Return each line below holding the string "tree".
** ENTRIES SUPPLIED follows **
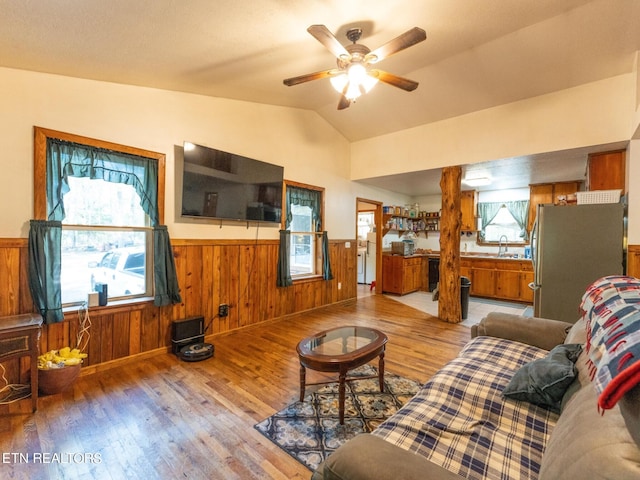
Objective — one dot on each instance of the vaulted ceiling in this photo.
(478, 54)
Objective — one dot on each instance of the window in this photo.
(504, 222)
(304, 205)
(105, 239)
(109, 200)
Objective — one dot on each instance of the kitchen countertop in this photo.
(478, 255)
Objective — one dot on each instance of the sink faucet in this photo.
(501, 252)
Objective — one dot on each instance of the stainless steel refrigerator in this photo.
(572, 246)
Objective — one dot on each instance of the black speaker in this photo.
(186, 332)
(103, 294)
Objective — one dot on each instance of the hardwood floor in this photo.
(165, 418)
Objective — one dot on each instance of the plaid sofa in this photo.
(460, 421)
(460, 426)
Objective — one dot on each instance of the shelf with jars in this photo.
(424, 222)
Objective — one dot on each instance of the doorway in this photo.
(369, 243)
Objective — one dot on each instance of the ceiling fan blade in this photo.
(308, 77)
(395, 80)
(406, 40)
(344, 102)
(325, 37)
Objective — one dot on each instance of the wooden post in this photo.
(449, 308)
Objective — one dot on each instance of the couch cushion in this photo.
(577, 333)
(586, 443)
(611, 308)
(460, 421)
(544, 381)
(368, 456)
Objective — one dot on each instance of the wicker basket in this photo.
(56, 380)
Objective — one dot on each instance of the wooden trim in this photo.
(40, 165)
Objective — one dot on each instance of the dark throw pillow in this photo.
(544, 381)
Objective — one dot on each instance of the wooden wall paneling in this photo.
(135, 322)
(121, 334)
(26, 302)
(10, 281)
(93, 350)
(248, 299)
(150, 332)
(179, 253)
(207, 285)
(270, 268)
(216, 274)
(106, 337)
(633, 261)
(193, 300)
(239, 273)
(165, 316)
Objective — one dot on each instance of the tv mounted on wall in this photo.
(223, 185)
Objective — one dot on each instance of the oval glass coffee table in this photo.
(340, 350)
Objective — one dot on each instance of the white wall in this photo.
(592, 114)
(310, 150)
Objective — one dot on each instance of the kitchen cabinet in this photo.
(468, 201)
(401, 224)
(402, 275)
(503, 279)
(606, 171)
(548, 193)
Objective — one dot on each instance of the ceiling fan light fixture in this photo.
(357, 78)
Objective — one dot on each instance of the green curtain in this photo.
(326, 263)
(305, 198)
(68, 159)
(167, 290)
(284, 272)
(45, 259)
(519, 209)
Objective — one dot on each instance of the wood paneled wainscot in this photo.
(240, 273)
(500, 278)
(402, 274)
(633, 261)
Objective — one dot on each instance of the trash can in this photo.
(465, 287)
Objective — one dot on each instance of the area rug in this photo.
(310, 431)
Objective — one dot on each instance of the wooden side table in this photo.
(19, 337)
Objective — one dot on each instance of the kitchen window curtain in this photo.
(519, 210)
(284, 271)
(68, 159)
(45, 258)
(326, 264)
(307, 198)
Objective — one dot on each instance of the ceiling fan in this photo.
(354, 75)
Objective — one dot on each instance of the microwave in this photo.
(402, 248)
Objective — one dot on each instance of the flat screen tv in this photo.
(223, 185)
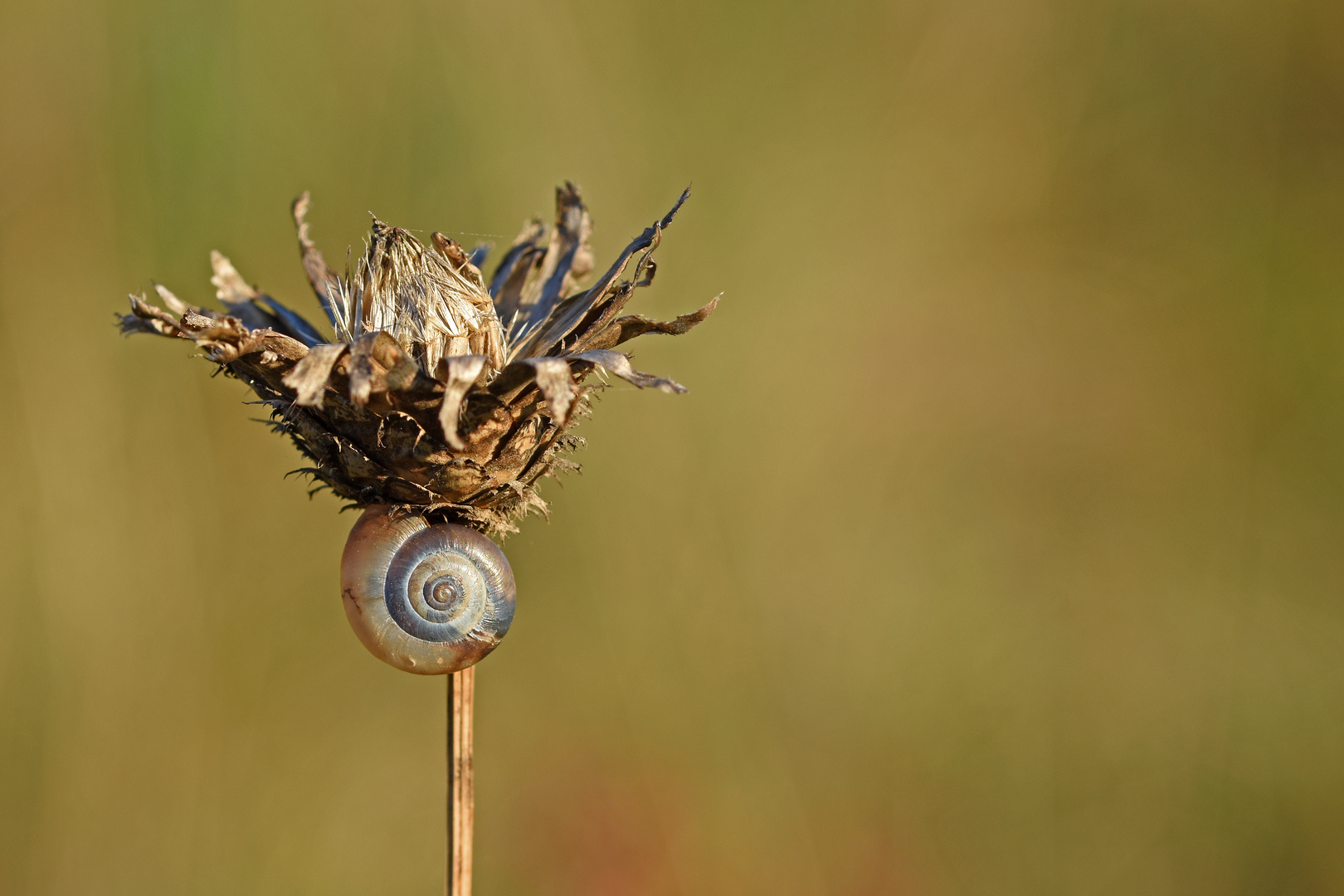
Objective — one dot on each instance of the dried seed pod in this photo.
(426, 598)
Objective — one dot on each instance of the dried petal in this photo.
(620, 364)
(309, 377)
(569, 314)
(457, 373)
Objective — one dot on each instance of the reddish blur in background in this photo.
(996, 548)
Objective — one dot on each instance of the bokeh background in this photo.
(996, 548)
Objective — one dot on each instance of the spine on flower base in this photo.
(461, 802)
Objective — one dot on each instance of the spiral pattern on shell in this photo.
(426, 598)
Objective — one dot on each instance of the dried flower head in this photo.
(441, 392)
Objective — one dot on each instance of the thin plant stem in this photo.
(461, 801)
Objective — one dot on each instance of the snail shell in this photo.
(425, 598)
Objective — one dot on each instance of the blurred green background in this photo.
(996, 548)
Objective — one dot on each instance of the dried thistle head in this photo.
(441, 392)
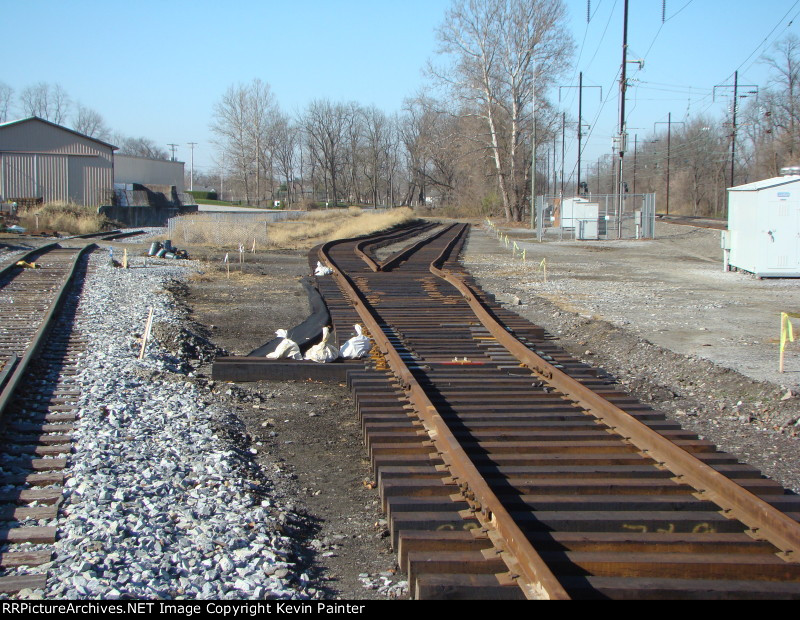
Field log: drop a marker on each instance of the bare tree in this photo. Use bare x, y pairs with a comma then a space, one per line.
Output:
326, 126
90, 123
505, 54
287, 141
6, 92
139, 147
49, 102
230, 124
781, 99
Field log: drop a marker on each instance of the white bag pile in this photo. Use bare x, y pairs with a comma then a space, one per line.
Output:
286, 348
324, 351
357, 347
322, 270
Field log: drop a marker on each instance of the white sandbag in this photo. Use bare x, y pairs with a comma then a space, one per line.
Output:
357, 347
322, 270
286, 348
324, 351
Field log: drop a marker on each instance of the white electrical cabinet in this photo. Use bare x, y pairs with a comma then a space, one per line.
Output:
581, 215
763, 235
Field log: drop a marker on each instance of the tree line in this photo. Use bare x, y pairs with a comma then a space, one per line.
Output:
698, 154
465, 143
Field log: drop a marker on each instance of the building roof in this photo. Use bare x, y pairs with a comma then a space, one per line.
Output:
41, 120
765, 184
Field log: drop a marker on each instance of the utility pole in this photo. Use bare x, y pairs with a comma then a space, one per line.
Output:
669, 125
623, 84
533, 149
580, 88
563, 146
753, 91
191, 173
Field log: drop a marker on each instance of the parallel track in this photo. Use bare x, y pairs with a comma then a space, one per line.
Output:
509, 469
38, 353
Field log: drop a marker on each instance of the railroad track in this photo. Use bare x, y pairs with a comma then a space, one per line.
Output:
38, 354
509, 469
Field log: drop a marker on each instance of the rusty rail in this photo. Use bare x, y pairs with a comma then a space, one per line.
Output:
465, 433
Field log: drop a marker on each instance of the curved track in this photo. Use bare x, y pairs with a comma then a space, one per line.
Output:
38, 352
509, 469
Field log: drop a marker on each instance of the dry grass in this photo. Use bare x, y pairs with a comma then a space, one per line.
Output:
64, 217
311, 229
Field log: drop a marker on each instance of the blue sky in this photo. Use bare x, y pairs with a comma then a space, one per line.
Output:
156, 68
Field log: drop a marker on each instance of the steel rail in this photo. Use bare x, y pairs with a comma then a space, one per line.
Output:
533, 575
386, 239
735, 501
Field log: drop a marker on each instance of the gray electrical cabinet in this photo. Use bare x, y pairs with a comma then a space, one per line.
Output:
763, 235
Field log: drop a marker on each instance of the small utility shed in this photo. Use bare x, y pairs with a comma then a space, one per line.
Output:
42, 160
763, 235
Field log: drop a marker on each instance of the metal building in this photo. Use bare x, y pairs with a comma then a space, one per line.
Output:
763, 235
43, 161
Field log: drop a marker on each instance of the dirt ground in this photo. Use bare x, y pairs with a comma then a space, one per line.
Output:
680, 334
661, 316
307, 430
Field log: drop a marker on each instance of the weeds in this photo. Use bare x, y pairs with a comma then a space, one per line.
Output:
64, 217
305, 232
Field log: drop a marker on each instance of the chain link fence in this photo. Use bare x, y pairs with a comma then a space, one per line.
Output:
596, 216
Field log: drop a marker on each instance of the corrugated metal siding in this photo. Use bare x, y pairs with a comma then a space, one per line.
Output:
52, 176
41, 160
98, 183
19, 176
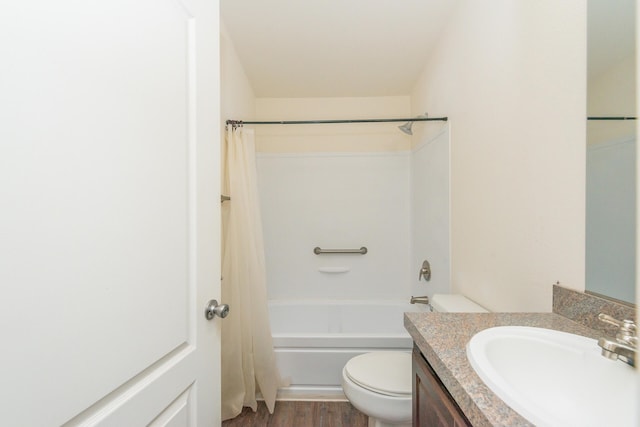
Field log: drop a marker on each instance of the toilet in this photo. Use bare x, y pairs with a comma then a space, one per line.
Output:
378, 384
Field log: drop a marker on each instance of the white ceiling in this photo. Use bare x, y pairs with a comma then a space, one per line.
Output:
334, 48
342, 48
611, 33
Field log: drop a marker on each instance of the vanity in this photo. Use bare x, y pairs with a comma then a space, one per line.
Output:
447, 389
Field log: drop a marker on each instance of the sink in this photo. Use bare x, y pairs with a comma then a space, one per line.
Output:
554, 378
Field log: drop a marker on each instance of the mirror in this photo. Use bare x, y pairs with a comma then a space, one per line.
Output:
611, 148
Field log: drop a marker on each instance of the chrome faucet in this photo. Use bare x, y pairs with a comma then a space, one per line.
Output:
419, 300
625, 346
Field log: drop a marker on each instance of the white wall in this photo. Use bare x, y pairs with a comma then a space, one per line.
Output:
335, 200
512, 79
236, 97
334, 186
430, 213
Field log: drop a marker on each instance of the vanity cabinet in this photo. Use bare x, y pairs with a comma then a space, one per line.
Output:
433, 406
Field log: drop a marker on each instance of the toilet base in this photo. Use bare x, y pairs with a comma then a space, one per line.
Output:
374, 422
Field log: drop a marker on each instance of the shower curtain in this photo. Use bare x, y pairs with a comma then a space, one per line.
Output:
248, 359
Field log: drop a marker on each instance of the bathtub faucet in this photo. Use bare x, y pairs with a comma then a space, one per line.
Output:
419, 300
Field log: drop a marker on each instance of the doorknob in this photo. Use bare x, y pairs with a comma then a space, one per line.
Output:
215, 309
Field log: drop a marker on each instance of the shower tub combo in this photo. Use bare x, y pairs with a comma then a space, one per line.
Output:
313, 339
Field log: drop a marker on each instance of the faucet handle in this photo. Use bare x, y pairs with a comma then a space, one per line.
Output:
615, 322
627, 329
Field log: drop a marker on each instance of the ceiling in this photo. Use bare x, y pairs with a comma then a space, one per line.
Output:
334, 48
611, 33
352, 48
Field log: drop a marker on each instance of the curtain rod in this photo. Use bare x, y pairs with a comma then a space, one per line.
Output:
304, 122
611, 118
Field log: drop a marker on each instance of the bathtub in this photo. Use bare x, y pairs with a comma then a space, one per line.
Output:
313, 339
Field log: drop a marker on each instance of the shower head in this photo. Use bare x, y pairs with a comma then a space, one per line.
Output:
406, 128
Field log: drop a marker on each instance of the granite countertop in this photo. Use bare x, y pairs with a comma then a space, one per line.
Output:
442, 339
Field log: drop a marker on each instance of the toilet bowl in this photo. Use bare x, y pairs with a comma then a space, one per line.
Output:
378, 384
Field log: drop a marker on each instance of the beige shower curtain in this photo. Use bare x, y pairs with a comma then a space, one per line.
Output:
248, 359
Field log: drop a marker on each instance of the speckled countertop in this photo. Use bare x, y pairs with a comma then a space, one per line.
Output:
442, 338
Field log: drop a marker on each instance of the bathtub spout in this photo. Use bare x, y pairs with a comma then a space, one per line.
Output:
419, 300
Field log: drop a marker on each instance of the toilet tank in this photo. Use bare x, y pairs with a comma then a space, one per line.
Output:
455, 303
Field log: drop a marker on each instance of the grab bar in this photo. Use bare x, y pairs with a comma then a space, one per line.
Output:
317, 250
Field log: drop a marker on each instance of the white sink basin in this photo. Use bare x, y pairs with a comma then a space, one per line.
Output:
554, 378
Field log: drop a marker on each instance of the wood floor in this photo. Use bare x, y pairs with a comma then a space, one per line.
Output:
301, 414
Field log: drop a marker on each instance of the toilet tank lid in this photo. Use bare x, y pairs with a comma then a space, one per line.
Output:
455, 303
** End of ENTRIES SUPPLIED **
## RESULT FOR THIS EXERCISE
Field log: drop a marker on each instance of the bare tree in this photo. Use bare x, y pairs with a comma then a space, one per line.
Field log: drop a marker on each instance of the tree line in this photo. Use bare x, y pairs with a comma then a space, one per line.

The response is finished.